Data extracts below:
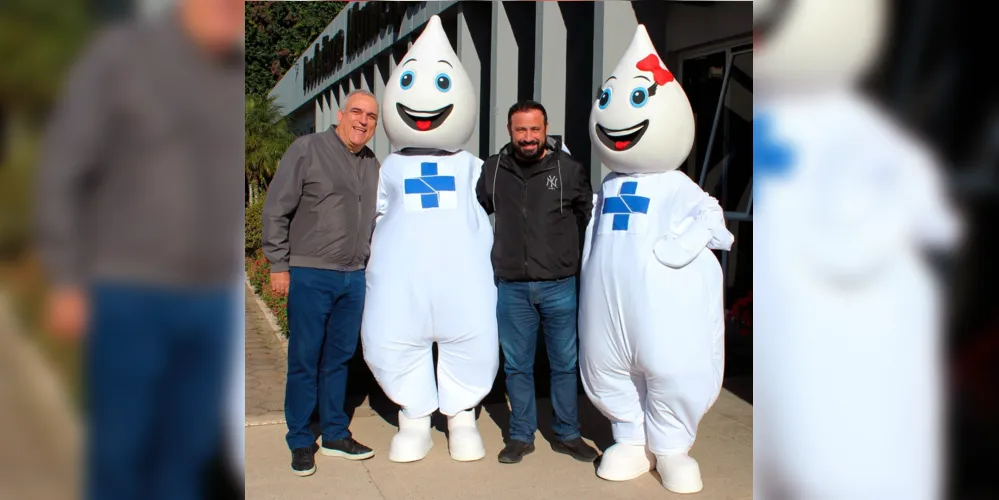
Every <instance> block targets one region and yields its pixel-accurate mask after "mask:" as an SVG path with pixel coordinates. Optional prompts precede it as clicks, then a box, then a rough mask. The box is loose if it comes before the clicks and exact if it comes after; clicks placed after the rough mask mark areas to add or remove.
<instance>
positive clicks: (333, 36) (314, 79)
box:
End of Data extracts.
Data extracts below:
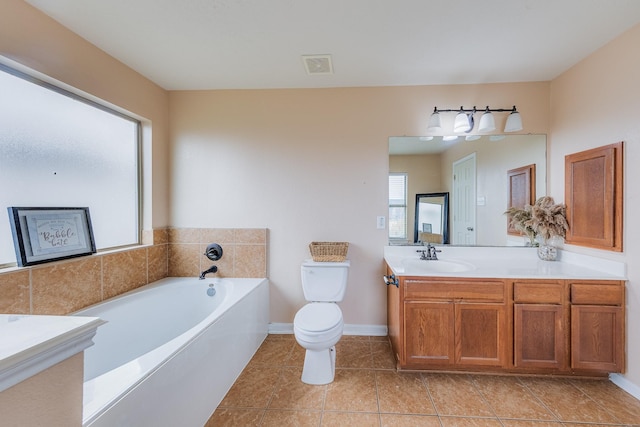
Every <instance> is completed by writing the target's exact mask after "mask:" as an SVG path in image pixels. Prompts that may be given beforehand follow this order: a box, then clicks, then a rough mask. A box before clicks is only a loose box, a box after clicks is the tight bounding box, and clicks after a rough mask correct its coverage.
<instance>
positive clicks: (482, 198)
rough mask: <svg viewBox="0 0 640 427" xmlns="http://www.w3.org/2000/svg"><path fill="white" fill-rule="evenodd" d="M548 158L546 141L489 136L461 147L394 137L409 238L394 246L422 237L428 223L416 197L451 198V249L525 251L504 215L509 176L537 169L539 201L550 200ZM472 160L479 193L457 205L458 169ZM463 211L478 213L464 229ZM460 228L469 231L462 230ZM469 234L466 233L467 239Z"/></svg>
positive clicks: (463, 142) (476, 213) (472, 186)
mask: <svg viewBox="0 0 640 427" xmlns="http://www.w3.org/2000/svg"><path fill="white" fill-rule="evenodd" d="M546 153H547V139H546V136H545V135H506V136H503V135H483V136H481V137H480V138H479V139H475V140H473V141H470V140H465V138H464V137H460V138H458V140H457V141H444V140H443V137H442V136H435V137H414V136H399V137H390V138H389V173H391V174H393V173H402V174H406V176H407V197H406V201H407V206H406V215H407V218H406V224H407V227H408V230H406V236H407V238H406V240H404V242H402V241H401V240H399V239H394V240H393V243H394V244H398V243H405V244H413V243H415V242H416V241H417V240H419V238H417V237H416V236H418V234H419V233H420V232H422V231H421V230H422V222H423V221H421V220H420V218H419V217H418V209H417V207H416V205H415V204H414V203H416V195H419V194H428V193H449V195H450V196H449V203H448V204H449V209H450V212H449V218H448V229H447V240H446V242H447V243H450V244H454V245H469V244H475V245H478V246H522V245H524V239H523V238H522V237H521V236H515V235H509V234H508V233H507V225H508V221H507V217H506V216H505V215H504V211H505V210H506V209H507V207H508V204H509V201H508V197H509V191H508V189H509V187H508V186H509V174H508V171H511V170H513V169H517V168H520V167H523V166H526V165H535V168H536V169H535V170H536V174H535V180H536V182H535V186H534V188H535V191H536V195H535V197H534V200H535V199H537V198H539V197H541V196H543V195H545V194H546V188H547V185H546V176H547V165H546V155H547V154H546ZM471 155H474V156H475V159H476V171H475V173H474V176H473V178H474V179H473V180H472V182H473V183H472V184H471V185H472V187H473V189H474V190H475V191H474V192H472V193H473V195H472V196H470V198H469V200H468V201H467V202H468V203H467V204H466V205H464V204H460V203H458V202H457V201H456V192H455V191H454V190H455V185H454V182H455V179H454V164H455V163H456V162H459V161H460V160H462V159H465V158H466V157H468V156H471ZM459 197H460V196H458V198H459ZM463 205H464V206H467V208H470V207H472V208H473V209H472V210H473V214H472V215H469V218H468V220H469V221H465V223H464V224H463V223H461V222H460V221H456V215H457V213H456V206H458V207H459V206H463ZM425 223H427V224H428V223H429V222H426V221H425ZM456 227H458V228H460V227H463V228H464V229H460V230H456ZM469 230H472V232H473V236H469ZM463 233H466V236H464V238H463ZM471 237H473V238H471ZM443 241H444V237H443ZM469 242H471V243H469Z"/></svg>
End of Data extracts.
Data extracts below:
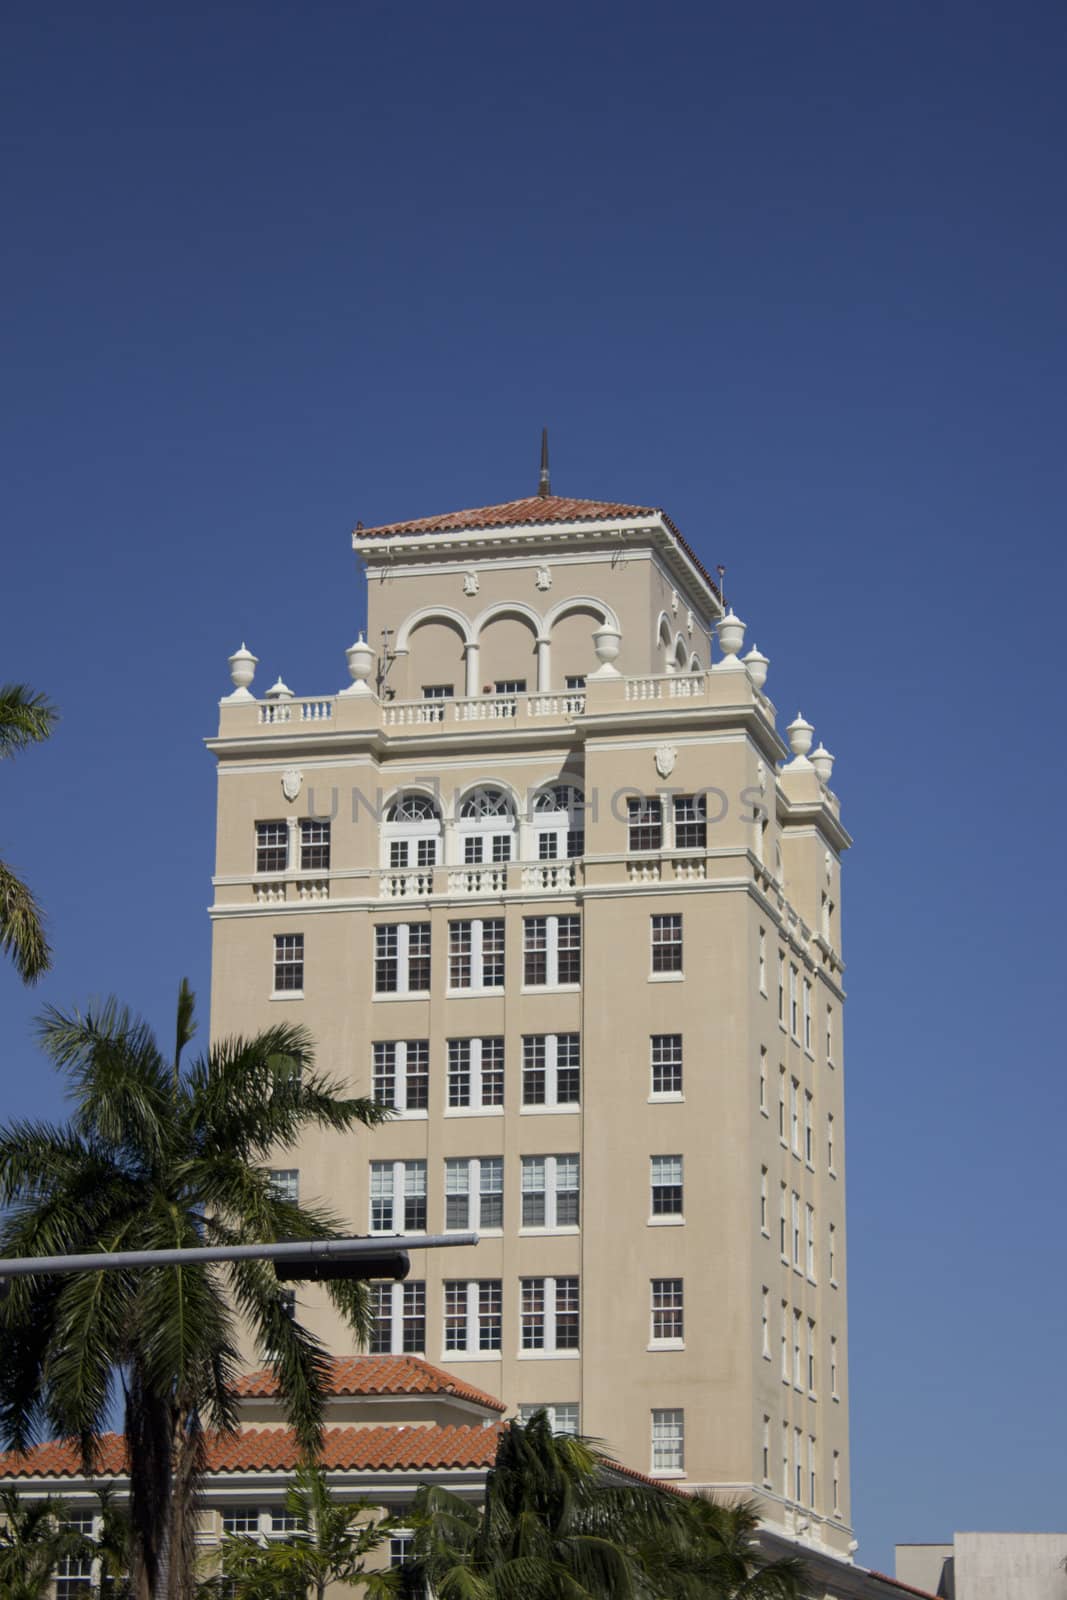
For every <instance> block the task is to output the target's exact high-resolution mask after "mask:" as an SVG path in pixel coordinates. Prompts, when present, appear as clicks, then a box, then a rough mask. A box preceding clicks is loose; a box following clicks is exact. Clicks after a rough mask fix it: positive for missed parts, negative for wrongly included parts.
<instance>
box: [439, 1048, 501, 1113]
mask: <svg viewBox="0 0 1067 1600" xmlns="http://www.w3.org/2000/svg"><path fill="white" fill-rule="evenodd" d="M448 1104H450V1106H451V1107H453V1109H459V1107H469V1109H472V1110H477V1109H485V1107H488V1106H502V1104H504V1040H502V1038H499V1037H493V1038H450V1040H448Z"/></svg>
End of Data extracts.
What you need to do – Using the data above, repeat exactly the lines that begin at the line with "Every <instance> is" and end at the line with "positive clicks: (482, 198)", both ends included.

Result below –
Every <instance> is completed by writing the target's exact mask after "mask:" as an SVG path in image pixels. Prompts that may be given beforehand follow this order: a box, then clicks, then a rough mask. A box before clicks is only a loose box, a box after clicks is the tight bounding box, and clicks after a rough mask correct its coverage.
<instance>
positive clicks: (482, 198)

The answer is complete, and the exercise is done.